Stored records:
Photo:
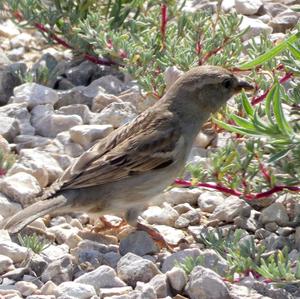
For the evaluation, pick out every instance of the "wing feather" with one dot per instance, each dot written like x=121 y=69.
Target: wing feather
x=134 y=149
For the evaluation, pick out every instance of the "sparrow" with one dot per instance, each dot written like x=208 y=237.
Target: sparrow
x=122 y=172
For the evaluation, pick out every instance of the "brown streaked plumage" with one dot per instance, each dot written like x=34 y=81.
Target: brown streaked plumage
x=140 y=159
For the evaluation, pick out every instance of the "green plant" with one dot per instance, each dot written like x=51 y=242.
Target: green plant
x=34 y=242
x=189 y=263
x=244 y=255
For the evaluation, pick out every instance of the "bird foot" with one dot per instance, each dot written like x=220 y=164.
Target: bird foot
x=107 y=226
x=156 y=236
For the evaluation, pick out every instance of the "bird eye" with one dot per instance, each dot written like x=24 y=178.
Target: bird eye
x=227 y=83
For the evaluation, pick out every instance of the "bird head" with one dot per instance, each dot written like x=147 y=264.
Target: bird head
x=206 y=88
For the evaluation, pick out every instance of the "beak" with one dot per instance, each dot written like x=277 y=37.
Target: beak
x=244 y=85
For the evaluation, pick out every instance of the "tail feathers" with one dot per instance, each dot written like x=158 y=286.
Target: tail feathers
x=29 y=214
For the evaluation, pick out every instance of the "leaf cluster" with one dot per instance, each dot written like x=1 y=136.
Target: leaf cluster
x=244 y=255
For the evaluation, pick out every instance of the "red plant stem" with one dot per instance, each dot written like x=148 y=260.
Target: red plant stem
x=213 y=52
x=264 y=172
x=164 y=20
x=260 y=98
x=249 y=197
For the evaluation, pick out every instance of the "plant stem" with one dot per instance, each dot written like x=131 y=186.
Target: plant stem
x=282 y=80
x=60 y=41
x=163 y=26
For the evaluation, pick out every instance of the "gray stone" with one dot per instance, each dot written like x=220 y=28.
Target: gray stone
x=14 y=251
x=34 y=94
x=139 y=243
x=161 y=286
x=276 y=212
x=55 y=252
x=49 y=124
x=132 y=268
x=180 y=195
x=171 y=74
x=177 y=278
x=140 y=102
x=209 y=200
x=6 y=264
x=19 y=112
x=73 y=96
x=81 y=74
x=9 y=128
x=115 y=114
x=69 y=147
x=39 y=164
x=75 y=289
x=29 y=141
x=40 y=297
x=38 y=264
x=21 y=187
x=229 y=209
x=8 y=207
x=114 y=292
x=101 y=277
x=241 y=292
x=21 y=40
x=4 y=145
x=206 y=284
x=171 y=235
x=77 y=109
x=102 y=100
x=96 y=253
x=157 y=215
x=110 y=84
x=65 y=234
x=274 y=9
x=86 y=135
x=16 y=54
x=26 y=288
x=179 y=257
x=284 y=21
x=143 y=291
x=8 y=81
x=60 y=270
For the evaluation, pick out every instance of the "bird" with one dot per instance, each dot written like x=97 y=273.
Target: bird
x=122 y=172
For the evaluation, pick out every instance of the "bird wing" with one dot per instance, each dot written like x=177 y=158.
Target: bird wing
x=131 y=150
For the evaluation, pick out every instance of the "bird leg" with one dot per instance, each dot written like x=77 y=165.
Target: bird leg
x=108 y=226
x=156 y=236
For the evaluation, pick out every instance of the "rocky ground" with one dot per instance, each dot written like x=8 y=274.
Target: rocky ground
x=48 y=127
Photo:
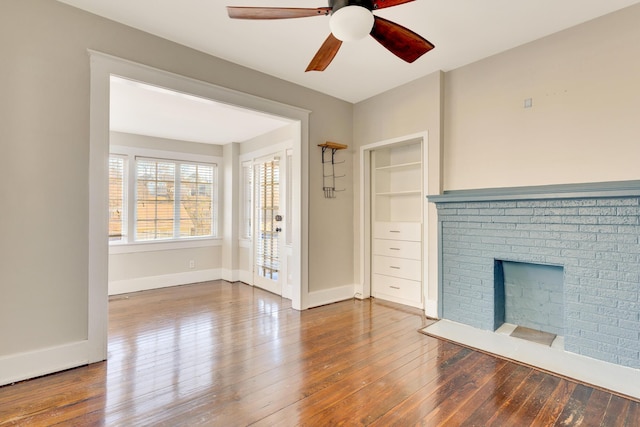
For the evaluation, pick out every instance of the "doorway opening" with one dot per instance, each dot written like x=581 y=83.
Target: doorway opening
x=102 y=68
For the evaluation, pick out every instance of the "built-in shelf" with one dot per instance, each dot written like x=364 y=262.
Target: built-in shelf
x=396 y=214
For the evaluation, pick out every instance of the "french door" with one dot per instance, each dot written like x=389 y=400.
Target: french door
x=268 y=225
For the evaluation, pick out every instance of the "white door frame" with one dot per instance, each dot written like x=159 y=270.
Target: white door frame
x=365 y=210
x=278 y=286
x=102 y=67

» **DIRECTIONS FOR THIS TASK**
Rewrite the items starting at the line containing "like x=277 y=37." and ending at the line containing "x=249 y=197", requests included, offsetting every coordinate in the answers by adding 79 to it. Give only those lines.

» **RESPONSE TO THE EXERCISE**
For the evaluation, pick out every instance of the "beak" with one dot per instance, each dot written like x=277 y=37.
Target: beak
x=323 y=164
For the evaluation, pick out every instance of the "tail feathers" with one dot per instance, each dot written like x=158 y=286.
Target: tail feathers
x=108 y=293
For the evaluation, pick out every instance of the "leaf cluster" with one dot per instance, each dot written like x=1 y=136.
Target: leaf cluster
x=323 y=334
For the evaluation, pick out every instance of the "red plant stem" with one dot per instance, each dot written like x=148 y=260.
Target: red plant stem
x=292 y=131
x=343 y=251
x=243 y=99
x=339 y=177
x=328 y=276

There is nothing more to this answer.